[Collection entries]
· · · ·

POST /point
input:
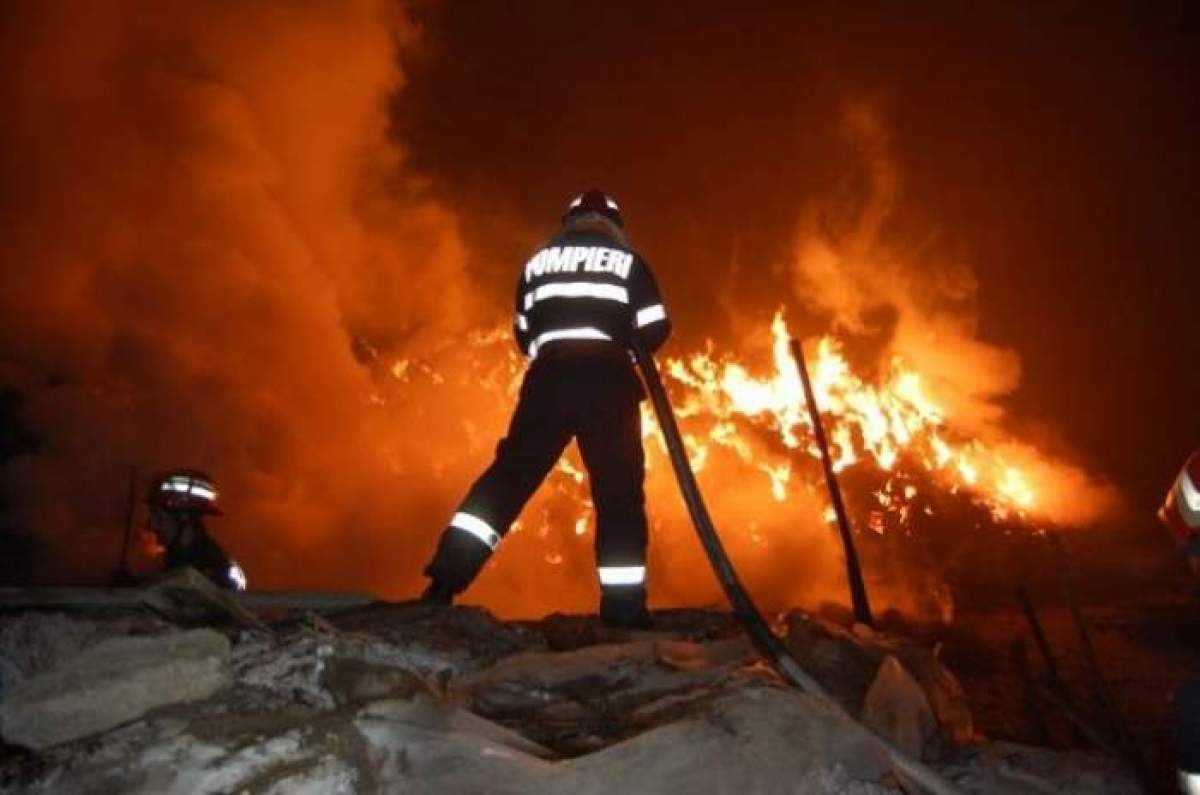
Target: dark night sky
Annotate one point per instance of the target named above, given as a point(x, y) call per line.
point(1051, 145)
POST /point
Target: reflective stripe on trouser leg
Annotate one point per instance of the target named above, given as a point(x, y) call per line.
point(612, 577)
point(478, 527)
point(537, 436)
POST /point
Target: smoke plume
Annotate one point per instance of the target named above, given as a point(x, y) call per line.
point(208, 232)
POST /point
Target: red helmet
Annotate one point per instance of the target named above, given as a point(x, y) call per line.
point(184, 490)
point(594, 201)
point(1181, 512)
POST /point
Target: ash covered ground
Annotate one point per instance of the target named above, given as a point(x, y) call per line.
point(411, 698)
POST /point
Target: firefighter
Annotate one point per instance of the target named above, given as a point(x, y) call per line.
point(178, 501)
point(580, 300)
point(1181, 513)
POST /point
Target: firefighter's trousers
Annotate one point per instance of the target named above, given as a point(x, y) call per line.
point(592, 396)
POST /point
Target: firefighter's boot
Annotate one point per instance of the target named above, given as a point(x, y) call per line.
point(455, 565)
point(625, 608)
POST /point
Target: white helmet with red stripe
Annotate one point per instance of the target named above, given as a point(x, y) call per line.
point(1181, 512)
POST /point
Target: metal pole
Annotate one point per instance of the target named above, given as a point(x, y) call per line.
point(131, 507)
point(853, 571)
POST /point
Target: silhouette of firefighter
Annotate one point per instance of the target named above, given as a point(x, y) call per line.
point(1181, 513)
point(178, 501)
point(580, 302)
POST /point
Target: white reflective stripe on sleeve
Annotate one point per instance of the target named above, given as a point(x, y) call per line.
point(238, 577)
point(622, 574)
point(651, 315)
point(477, 527)
point(565, 334)
point(1189, 501)
point(577, 290)
point(204, 492)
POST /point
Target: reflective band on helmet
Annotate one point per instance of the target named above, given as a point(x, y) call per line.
point(477, 527)
point(238, 577)
point(651, 315)
point(187, 485)
point(565, 334)
point(576, 290)
point(622, 574)
point(1189, 501)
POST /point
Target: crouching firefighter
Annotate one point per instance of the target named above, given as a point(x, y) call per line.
point(580, 300)
point(178, 501)
point(1181, 514)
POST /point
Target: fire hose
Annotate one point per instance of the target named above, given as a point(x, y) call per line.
point(761, 634)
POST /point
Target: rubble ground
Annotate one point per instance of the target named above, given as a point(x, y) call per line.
point(414, 698)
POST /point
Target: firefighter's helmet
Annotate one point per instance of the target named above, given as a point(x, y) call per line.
point(184, 490)
point(594, 201)
point(1181, 512)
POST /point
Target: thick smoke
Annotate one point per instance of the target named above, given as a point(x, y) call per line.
point(208, 233)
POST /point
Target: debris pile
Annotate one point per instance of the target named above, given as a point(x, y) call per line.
point(406, 697)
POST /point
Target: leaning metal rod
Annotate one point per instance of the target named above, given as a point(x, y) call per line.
point(853, 571)
point(131, 507)
point(756, 627)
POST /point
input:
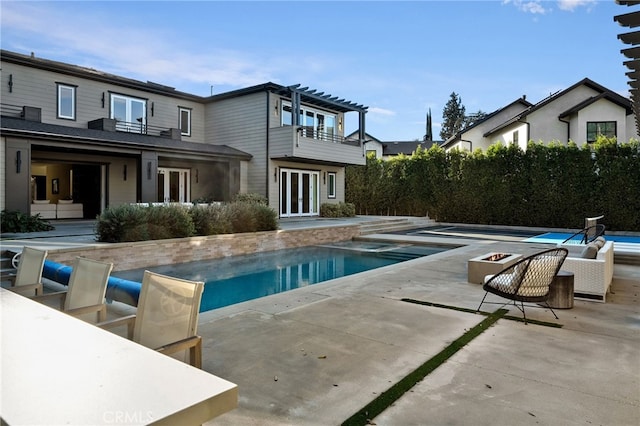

· · · ·

Task objective - This task calls for the lines from the line holding "Target: leaning metal rod" through the last line above, restated word for word with both ends included and the pictures dropped.

Exercise result -
Target: leaning metal rod
Annotate one point per instance of the target named above, given as a point(x, y) call per line.
point(853, 571)
point(131, 507)
point(756, 627)
POST /point
input:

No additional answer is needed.